Texto para leitura:
Os Yeagers colocaram a casa à venda para fugir à “devastação eleitoral” (cito)
e passar os próximos 4 ou 8 anos no estrangeiro. Onde? As hipóteses são
múltiplas: Panamá, Costa Rica, Nova Zelândia, Malásia, Vietname, Tailândia,
Croácia, Polónia, Espanha ou, talvez, Portugal. Repararam na honra?
Entretanto,
o Huffington Post meteu-se no assunto. Entre parêntesis, noto que o Huffington
Post é um site “informativo”, do género de informação que, quando o dono da
Starbucks anuncia a contratação de 10 mil refugiados e as acções da empresa se
despenham a pique, faz uma notícia intitulada: “Apoiantes de Trump: tentativa
de boicote à Starbucks falha com estrondo”. Fora de parêntesis, este baluarte
do grande jornalismo aproveitou a história dos Yeagers, retirou-lhe tipicamente
a graça e apresentou-a como modelo a seguir. A fim de ajudar ao êxodo dos EUA,
sugeriu (os desorientados agradecem sugestões) onze destinos ideais. Nesses
paradisíacos destinos, há ditaduras ou democracias questionáveis, regimes
alérgicos aos famosos direitos humanos, albergues exóticos, cenários de
homicídios, entrepostos do terrorismo islâmico, a “neoliberal” Irlanda, outra
vez a remota Nova Zelândia. E outra vez Portugal.

Entradas do conjunto de dados:
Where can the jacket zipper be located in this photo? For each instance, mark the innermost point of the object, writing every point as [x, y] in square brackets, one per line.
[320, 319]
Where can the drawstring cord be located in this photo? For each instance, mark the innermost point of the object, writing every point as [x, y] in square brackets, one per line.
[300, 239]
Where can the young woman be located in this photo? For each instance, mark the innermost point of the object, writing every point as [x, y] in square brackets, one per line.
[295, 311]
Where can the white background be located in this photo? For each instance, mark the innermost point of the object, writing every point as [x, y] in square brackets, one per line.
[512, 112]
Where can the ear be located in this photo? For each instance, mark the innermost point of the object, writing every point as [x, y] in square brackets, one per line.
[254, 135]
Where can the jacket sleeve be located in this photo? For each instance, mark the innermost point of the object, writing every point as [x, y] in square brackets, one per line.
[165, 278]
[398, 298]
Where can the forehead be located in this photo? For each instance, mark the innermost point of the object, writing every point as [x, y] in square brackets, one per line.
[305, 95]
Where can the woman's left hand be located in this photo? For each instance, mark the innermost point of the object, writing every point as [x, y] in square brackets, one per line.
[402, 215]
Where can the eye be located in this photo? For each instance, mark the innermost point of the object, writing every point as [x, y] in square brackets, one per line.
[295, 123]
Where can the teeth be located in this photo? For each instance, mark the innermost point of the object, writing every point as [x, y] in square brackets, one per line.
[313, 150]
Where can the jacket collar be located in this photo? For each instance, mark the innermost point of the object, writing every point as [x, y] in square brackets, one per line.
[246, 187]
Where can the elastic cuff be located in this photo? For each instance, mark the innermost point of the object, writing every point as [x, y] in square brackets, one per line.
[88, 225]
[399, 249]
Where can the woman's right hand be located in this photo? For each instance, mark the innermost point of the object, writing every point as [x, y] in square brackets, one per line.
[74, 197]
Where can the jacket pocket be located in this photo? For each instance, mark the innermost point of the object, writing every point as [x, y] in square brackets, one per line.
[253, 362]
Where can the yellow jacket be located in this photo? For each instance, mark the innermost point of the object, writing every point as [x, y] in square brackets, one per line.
...
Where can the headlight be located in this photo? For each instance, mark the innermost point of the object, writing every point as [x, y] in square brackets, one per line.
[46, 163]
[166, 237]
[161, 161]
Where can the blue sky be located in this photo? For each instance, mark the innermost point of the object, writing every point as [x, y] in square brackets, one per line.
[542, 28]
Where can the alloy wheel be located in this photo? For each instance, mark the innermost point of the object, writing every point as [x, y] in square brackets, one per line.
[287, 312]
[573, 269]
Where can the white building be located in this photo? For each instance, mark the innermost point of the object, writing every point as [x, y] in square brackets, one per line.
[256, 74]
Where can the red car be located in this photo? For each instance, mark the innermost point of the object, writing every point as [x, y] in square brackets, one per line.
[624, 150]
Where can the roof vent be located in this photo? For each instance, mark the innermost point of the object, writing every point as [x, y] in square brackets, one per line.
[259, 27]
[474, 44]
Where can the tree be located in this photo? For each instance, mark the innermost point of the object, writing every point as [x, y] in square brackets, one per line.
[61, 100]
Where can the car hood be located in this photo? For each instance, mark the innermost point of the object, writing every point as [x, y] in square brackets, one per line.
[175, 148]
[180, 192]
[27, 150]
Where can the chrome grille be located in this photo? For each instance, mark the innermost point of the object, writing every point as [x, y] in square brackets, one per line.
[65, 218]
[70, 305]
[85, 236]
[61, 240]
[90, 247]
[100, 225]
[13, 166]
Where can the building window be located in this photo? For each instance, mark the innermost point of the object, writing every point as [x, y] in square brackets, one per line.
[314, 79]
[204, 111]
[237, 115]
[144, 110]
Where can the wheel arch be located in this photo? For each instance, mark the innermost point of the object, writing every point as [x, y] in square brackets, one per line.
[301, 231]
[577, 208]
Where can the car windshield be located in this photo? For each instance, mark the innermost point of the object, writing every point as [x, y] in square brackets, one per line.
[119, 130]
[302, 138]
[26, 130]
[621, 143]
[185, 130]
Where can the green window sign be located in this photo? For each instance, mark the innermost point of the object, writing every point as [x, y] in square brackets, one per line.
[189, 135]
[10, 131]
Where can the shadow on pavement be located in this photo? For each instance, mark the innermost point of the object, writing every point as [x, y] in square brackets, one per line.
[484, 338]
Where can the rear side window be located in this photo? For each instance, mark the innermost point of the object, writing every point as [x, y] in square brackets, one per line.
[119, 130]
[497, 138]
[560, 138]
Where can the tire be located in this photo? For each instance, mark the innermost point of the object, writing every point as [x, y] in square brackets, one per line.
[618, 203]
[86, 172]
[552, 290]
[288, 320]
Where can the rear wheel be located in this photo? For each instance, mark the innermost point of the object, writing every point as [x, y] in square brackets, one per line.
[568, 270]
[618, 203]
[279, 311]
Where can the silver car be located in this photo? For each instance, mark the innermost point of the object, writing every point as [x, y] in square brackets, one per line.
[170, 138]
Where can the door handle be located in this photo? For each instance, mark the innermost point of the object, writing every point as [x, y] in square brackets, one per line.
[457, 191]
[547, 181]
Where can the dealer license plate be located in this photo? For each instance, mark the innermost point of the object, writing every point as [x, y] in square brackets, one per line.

Problemas e tarefas:
1 > Traduza para inglês a frase "Entretanto, o Huffington Post meteu-se no assunto.", retirada do texto sobre os Yeagers.
2 > Transcreva fielmente, do texto sobre os Yeagers, o trecho entre "e passar os" e "Repararam na honra?", inclusive.

Respostas por ordem:
1 > Meanwhile, the Huffington Post got involved in the matter.

2 >
e passar os próximos 4 ou 8 anos no estrangeiro. Onde? As hipóteses são
múltiplas: Panamá, Costa Rica, Nova Zelândia, Malásia, Vietname, Tailândia,
Croácia, Polónia, Espanha ou, talvez, Portugal. Repararam na honra?